━━ Text excerpt
Timur himself, at the head of his central army, arrived before Smyrna on 2 December 1402 (6 Jumada al-Awwal 805). He then ordered the left army under his grandson Muhammad Sultan Mirza and the right army under his son Miran Shah to join him. The central army began to bombard the fortifications across the isthmus with stone-throwers immediately, and set to work on undermining the walls. At some point, the ditch was infilled. Large covered platforms with huge wooden wheels were rolled up to the outer wall. Each could house 200 men. Equipped with ladders, they attempted, apparently without success, to scale the wall. The total besieging force numbered about 4,000 men.

According to the Timurid historians, Timur ordered Malik Shah to construct a large wooden platform on piles to block the entrance to the harbour, which took three days. Doukas, on the contrary, says that the harbour was filled with stones to block ships. Within a few days, the left and right armies had arrived and a general bombardment was ordered. There is no reference to gunpowder, but naphtha and Greek fire were employed by the defenders. According to Sharaf ad-Din:

[Siege] machines and battering rams broke up the walls and towers, the intrepid besieged never stopped throwing wheeled arrows [sic], pots of naphtha, Greek fire, rocket arrows and stones, without giving way. During this time, it rained so extraordinarily that it seemed that the world was to be destroyed and drowned in a second deluge.

The outer walls were breached after only two days of mining, when Timur ordered the fascines supporting the tunnels lit. The result was an explosion that destroyed the wall and buried the defenders in rubble. Timur's forces then entered the city. After some desultory fighting, the Knights fled to their ships, while the Christian inhabitants were massacred. Some ships that were approaching the city with aid turned back in the face of the siege engines, either because of the danger of stone projectiles or because the heads of the massacred were launched at them. The city itself, or that part of it under crusader control, was completely destroyed. The siege had lasted nearly fifteen days. Some knights managed to escape on galleys, including the castellan, Íñigo de Alfaro.

Before withdrawing from Smyrna, Timur ordered the sea-castle demolished and the land castle guarding the acropolis, previously held by the Turks, strengthened.
━━━━
━━ Study material
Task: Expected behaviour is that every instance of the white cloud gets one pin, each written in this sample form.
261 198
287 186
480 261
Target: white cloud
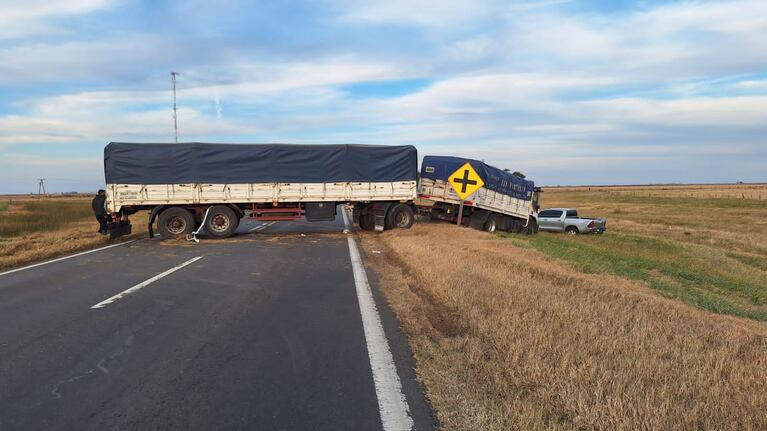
34 17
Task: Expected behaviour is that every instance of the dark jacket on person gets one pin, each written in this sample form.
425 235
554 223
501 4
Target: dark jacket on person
98 205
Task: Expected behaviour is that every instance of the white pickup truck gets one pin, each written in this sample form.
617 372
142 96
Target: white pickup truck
566 220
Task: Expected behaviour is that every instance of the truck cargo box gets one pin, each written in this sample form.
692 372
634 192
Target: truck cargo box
195 163
141 176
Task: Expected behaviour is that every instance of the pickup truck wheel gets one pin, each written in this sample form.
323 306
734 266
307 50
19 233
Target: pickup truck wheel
491 224
221 221
401 216
175 222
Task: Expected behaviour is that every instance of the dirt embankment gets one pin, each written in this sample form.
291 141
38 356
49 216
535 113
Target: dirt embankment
507 339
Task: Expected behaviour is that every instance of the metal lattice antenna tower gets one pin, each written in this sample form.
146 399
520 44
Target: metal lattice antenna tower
175 115
41 187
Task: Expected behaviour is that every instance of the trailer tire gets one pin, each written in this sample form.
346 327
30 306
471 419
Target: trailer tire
221 221
175 222
490 224
400 216
367 221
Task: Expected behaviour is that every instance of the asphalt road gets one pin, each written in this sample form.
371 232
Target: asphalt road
262 331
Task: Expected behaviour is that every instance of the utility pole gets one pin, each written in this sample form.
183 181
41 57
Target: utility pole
175 115
41 187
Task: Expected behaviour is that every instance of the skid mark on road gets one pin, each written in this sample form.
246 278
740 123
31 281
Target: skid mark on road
56 390
392 404
144 284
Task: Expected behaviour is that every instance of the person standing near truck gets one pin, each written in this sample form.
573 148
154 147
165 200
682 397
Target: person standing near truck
99 210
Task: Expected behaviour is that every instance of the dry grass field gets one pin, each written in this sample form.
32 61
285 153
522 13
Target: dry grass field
612 332
33 229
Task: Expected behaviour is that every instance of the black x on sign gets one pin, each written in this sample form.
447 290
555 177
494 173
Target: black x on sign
465 181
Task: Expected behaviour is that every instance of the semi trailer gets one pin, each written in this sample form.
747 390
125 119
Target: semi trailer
505 202
189 185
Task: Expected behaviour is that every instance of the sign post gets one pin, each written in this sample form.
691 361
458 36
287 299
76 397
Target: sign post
465 182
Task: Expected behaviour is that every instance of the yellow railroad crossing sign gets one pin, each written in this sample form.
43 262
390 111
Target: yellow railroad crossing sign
465 181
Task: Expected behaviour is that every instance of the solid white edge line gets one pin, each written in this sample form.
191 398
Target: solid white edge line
65 257
392 404
143 284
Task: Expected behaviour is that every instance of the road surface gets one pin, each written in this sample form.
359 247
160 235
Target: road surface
262 331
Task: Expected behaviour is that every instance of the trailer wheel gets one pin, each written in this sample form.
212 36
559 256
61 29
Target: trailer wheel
367 221
175 222
401 216
221 221
491 224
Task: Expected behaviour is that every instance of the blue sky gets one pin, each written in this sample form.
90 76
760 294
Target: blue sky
569 92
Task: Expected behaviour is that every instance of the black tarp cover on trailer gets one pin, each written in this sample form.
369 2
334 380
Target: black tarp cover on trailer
194 163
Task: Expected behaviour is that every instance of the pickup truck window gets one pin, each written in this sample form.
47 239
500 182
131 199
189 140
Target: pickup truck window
550 214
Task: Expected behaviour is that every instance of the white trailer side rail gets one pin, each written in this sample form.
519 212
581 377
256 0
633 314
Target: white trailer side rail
441 191
120 195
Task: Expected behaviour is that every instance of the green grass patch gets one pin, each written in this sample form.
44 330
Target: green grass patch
43 215
697 275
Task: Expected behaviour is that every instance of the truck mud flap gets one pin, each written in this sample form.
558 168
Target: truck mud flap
478 218
380 210
120 228
152 217
320 211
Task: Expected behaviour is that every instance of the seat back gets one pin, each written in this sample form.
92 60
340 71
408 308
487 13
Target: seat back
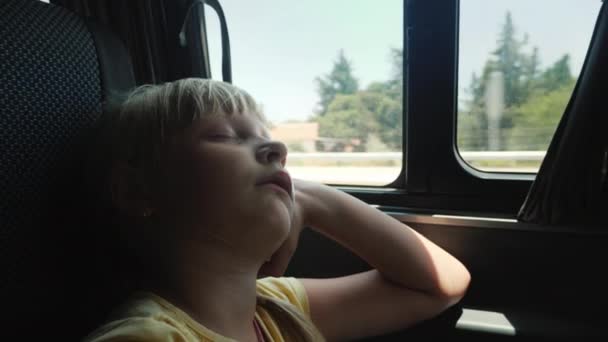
52 86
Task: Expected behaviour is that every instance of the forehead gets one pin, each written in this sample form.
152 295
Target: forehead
249 122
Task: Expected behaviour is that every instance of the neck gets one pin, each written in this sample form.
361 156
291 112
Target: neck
216 288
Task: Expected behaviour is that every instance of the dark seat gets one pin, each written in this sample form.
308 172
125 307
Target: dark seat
56 70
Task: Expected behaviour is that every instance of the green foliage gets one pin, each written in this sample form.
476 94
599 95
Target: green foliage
535 121
534 99
339 81
375 111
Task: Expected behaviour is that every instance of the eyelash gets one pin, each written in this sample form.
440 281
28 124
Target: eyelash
238 138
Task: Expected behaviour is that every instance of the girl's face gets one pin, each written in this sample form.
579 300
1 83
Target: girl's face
226 184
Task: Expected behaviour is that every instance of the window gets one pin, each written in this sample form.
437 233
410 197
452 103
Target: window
518 64
328 75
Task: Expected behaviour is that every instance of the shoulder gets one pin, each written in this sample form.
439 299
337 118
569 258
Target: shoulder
137 329
287 289
142 318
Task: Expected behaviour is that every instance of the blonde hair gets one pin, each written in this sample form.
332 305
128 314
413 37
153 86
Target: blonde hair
135 131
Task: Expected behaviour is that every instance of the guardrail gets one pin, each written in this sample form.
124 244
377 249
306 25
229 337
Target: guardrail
397 156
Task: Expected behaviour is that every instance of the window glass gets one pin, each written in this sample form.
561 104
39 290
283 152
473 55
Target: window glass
328 75
518 64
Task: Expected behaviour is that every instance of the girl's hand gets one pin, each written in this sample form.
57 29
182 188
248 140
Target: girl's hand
280 259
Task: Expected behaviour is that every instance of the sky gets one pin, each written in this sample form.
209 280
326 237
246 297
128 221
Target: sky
279 47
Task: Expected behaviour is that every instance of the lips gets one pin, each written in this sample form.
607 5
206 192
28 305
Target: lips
280 179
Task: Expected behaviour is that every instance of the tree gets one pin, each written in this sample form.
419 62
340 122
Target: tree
375 111
557 76
535 120
383 101
523 80
339 81
347 118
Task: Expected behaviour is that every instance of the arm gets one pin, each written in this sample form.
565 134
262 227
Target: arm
413 279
━━━━
Tasks for this exercise>
A. In the account of Timur's siege of Smyrna, how many men could each of the large covered platforms hold?
B. Rewrite the stretch of the Smyrna siege account from "Before withdrawing from" through "the Turks, strengthened.", putting "razed" in place of "demolished".
C. Write the next part of the account of Timur's siege of Smyrna, picking up after its final sentence.

Answers for the exercise>
A. Each platform could hold 200 men.

B.
Before withdrawing from Smyrna, Timur ordered the sea-castle razed and the land castle guarding the acropolis, previously held by the Turks, strengthened.

C.
==Aftermath==
In the aftermath of the fall of Smyrna, the Genoese outpost at Old Phocaea was threatened by the forces of Muhammad Sultan. Following the lead of New Phocaea, it surrendered without a fight. Francesco II Gattilusio, the lord of the island of Lesbos, also surrendered to Muhammad Sultan and offered to pay tribute. The Genoese authorities on the island of Chios and the Ottoman prince İsa Çelebi both sent envoys to Timur at Ayasoluk offering to do homage. As a result of these surrenders, Timur gained control of two Aegean islands even though he had no navy.

The siege of Smyrna was not widely reported in western Europe, but it did raise awareness of Timur's military power. News of the loss of Smyrna had reached King Martin of Aragon, via Byzantine channels, by 28 February 1403, for on that day he wrote a letter deeply critical of Timur to Henry III of Castile. In March, he mooted the idea of an anti-Timurid crusade to the Avignon Pope Benedict XIII. In general, however, the European attitude to Timur was more positive, since he had defeated the Ottomans who had been menacing the Byzantine Empire (and Smyrna) for decades.

According to Andrea Redusio de Quero in his Chronicon Tarvisinum, Timur took great pride in the conquest of Smyrna, since it had resisted so many Ottoman attempts before. From Smyrna, Timur also sent envoys to Damietta to inform the Mamluk Sultanate of his victory over the Ottomans and to conclude a peace treaty. He promised not to encroach on Mamluk lands and the Sultan an-Nasir Faraj agreed to peace.

With Smyrna lost and the Ottoman state in shambles, Philibert de Naillac took the opportunity to occupy the site of ancient Halicarnassus further south on the Anatolian coast sometime between 1402 and 1408. There he constructed the Castle of Saint Peter (Petrounion, transformed in Turkish into Bodrum, meaning "cellar"). This fortress remained under the Knights' control until 1523.